***** DATA FOR THIS TASK

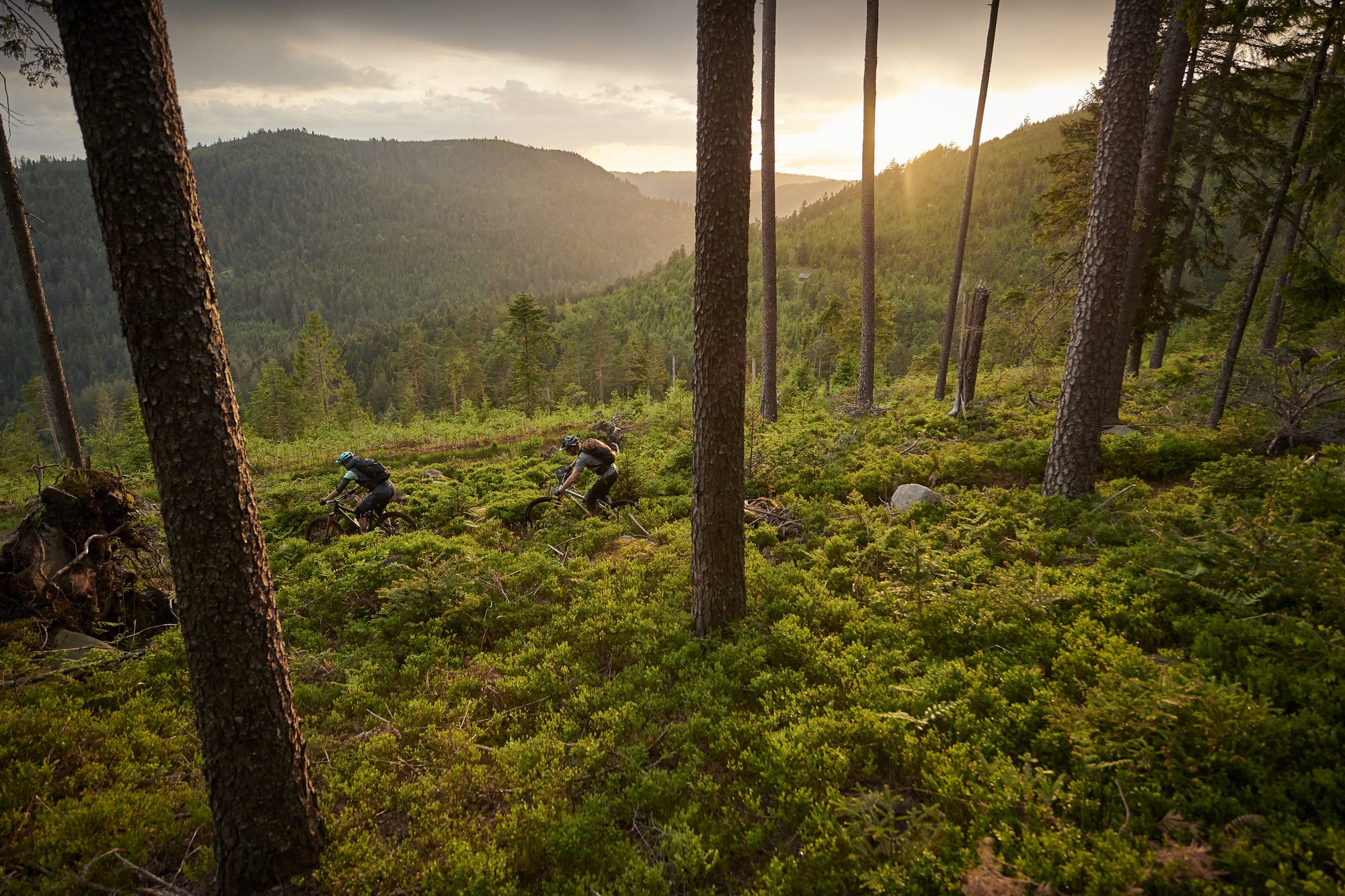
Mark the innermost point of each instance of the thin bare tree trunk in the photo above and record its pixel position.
(262, 795)
(1299, 221)
(1153, 166)
(1277, 210)
(723, 213)
(969, 357)
(1299, 218)
(864, 395)
(960, 252)
(67, 435)
(1198, 186)
(769, 264)
(1077, 443)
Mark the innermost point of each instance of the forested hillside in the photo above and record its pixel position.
(792, 192)
(362, 232)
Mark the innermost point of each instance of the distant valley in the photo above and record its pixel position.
(792, 192)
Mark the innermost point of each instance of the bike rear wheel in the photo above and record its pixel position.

**********

* _WHAT THIS TASK INVOLVES_: A faithful copy is needed: reproduce all of the data above, leaving the pictures out.

* _ANSWER_:
Mark the innermost point of each instance of the thin bare tree trunk in the photo above and record its pixel position.
(262, 795)
(1299, 221)
(1153, 166)
(1277, 210)
(723, 213)
(969, 357)
(1299, 218)
(864, 395)
(960, 252)
(67, 435)
(1198, 186)
(769, 264)
(1077, 443)
Mark the innermost point of each instance of the forested hillside in the photo above and record its pixel position.
(792, 192)
(362, 232)
Mark the innermost point of each instance of the distant valley in the photo above and record its pixel position.
(792, 192)
Mark the innermost point of each instance of the bike rear wheel in the photo above and record its pixel position.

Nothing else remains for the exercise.